Start of Passage shown

There has been many a debate and research on how certain racial skin colors were determined. Now an analysis of ancient DNA may reveal how Europeans ‘became white’ after they spread out of Africa
Analysis of ancient DNA suggests that at one point, Europe may have seen populations of hunter gatherers with blue eyes and dark skin.
The Europeans skin developed into lighter shades much later on and Daniel Zadik of the University of Leicester believes that the cause of this may be due to the Middle Eastern immigrants during the Bronze Age.
These various traits may have originated in different ancient civilizations. Concluding that blue eyes may have come from the hunter gatherers in Mesolithic Europe – 10,000 to 5,000 BC, while the other characteristics taken on later from the newcomers from the East.

End of Passage shown
Start of Supplied entries

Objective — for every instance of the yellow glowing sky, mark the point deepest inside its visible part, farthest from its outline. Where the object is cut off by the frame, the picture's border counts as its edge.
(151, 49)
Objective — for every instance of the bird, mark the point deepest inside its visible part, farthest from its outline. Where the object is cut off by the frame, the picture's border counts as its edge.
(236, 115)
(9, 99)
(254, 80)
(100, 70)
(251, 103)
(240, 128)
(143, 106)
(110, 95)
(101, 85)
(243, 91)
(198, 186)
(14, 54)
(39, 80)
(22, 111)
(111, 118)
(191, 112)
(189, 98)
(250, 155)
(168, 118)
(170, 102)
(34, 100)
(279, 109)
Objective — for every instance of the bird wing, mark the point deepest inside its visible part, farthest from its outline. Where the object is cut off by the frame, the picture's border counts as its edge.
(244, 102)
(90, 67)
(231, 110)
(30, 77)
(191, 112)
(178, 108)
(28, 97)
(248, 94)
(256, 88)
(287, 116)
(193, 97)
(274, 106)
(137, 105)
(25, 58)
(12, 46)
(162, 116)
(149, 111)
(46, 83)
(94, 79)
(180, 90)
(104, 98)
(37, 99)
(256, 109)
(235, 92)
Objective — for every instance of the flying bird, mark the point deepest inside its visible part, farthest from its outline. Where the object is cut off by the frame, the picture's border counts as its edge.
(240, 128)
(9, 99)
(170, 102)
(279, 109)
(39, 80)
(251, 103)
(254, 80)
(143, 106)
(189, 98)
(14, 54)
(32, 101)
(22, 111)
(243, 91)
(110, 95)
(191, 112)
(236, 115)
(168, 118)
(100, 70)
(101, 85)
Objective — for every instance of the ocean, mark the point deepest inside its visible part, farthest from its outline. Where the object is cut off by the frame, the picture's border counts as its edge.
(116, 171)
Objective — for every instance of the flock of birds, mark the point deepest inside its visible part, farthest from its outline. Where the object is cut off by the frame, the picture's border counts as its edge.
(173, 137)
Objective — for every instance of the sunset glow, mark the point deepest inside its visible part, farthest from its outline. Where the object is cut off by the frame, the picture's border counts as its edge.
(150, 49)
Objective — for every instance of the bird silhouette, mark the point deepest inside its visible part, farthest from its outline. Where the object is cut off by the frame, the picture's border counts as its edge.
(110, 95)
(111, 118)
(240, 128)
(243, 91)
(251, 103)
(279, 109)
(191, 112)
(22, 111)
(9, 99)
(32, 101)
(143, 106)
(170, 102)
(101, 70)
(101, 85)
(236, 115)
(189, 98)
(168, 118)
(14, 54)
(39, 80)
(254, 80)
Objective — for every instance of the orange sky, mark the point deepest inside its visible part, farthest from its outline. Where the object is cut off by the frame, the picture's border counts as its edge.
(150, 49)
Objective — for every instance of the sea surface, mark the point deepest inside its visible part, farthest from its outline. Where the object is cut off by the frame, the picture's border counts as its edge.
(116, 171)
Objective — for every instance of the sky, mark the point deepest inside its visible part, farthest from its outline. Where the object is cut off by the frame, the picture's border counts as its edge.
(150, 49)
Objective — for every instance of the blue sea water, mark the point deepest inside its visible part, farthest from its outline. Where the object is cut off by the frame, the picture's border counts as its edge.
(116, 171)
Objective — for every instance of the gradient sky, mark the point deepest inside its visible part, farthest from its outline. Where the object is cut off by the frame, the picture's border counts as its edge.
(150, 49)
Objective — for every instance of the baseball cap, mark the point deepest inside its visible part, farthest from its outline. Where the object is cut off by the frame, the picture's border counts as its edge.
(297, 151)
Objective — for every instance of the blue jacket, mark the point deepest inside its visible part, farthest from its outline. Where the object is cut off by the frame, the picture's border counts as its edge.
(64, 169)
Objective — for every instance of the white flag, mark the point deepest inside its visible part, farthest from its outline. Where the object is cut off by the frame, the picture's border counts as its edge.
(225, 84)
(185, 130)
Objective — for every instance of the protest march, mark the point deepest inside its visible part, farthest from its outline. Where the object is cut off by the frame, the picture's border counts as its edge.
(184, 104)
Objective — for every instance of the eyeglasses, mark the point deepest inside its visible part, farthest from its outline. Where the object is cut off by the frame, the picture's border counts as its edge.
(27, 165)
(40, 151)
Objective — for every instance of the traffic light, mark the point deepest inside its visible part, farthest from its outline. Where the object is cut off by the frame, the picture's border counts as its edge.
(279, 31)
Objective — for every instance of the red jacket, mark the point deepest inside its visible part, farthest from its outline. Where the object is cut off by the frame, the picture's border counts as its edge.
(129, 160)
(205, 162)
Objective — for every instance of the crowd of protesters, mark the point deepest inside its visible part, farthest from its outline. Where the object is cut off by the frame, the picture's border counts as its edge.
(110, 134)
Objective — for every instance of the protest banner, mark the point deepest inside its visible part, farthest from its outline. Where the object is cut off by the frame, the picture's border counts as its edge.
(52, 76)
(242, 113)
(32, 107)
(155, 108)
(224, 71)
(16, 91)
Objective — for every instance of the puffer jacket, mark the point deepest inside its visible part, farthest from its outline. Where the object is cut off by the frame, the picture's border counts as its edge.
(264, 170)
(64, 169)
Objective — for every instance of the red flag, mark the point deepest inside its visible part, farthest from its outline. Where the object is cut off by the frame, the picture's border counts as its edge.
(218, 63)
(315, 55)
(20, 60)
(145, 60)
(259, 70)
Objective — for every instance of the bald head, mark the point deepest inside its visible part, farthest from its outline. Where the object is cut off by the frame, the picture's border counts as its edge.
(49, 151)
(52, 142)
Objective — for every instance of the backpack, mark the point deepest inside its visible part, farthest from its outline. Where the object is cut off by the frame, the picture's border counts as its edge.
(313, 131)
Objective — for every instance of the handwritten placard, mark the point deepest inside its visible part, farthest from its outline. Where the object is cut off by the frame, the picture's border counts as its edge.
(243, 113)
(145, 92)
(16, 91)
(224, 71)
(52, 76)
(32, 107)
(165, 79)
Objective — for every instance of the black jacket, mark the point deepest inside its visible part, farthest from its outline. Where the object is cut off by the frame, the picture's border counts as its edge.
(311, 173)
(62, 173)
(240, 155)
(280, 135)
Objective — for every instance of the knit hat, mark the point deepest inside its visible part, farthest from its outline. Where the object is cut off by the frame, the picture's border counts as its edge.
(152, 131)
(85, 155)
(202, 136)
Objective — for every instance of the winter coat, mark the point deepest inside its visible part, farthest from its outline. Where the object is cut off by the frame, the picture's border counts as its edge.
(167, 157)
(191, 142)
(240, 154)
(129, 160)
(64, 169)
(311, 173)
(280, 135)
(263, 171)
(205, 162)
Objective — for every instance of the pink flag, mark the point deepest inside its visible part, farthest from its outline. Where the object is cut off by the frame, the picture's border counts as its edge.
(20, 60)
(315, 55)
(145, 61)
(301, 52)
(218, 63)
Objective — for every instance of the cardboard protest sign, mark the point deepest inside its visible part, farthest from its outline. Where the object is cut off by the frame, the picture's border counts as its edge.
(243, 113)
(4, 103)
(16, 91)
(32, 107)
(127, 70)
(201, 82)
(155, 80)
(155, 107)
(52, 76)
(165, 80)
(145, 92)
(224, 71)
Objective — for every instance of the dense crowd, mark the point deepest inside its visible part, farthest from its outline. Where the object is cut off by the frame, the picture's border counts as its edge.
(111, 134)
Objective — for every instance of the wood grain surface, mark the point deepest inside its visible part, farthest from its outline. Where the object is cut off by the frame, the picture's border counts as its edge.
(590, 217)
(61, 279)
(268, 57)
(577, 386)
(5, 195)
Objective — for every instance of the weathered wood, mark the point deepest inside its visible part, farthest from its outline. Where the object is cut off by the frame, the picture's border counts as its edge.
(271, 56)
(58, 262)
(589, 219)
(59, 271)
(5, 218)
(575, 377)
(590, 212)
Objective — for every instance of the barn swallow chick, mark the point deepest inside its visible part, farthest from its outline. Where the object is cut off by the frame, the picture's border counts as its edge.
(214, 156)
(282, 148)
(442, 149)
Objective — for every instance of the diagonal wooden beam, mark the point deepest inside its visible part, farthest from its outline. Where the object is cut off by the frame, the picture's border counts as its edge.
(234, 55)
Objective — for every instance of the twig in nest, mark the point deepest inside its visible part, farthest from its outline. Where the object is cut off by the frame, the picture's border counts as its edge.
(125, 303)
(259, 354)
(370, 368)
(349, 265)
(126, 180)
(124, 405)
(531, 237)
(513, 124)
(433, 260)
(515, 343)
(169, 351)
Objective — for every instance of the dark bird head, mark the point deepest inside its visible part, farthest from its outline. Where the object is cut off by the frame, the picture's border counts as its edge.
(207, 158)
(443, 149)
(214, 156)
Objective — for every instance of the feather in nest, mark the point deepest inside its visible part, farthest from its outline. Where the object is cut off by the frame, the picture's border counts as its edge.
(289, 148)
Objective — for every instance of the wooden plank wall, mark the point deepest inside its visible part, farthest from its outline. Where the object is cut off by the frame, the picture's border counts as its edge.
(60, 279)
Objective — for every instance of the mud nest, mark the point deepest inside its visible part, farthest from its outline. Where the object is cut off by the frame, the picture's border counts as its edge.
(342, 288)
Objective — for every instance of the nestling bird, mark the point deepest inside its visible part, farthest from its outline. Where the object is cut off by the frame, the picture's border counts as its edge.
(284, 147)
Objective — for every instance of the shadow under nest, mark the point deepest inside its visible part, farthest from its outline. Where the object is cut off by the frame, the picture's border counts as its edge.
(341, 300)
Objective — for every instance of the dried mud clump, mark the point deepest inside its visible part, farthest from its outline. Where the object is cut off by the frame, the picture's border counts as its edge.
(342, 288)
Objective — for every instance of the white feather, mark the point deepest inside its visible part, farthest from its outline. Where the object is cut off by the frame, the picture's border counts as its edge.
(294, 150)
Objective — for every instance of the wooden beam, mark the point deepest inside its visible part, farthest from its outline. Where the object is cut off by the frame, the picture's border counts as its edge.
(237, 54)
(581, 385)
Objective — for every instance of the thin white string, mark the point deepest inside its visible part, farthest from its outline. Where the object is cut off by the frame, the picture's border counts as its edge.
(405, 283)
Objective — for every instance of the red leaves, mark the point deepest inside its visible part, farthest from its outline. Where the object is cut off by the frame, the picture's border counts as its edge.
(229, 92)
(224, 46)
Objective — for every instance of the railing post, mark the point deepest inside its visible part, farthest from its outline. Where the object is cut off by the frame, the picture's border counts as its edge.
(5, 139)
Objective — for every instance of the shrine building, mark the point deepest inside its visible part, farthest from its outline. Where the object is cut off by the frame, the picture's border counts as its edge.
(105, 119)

End of Supplied entries

Your tasks:
**a)** List every eye or skin coloring mentioned in the text about ancient DNA and European skin color.
**b)** Write the next part of the text about ancient DNA and European skin color, starting after its last sentence.
The records have nothing to do with the text about ancient DNA.

Answers to the exercise:
**a)**
- White (Europeans "became white")
- Blue eyes
- Dark skin
- Lighter shades of skin

**b)**
However a study of two mutations responsible for lighter skin tell a different story; both seem to have been rare in the Mesolithic, but present in a large majority by the Bronze Age (3,000 years later), both in Europe and the steppe. As both areas received a significant influx of Middle Eastern farmers during this time, one might speculate that the mutations arose in the Middle East. They were probably then driven to high levels by natural selection, as they allowed the production of sufficient vitamin D further north despite relatively little sunlight, and/or better suited people to the new diet associated with farming.